----- DATA EXTRACTS

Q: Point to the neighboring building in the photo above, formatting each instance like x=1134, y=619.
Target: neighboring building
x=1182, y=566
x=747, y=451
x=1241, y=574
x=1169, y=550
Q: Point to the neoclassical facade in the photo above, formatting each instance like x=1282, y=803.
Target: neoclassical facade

----------

DESCRIPTION OF THE TASK: Starting from the line containing "Q: Point to the neoclassical", repeat each line through the end of the entries, exactly.

RESPONSE BOX:
Q: Point to the neoclassical facade in the photo above, formatting each instance like x=1282, y=803.
Target: neoclassical facade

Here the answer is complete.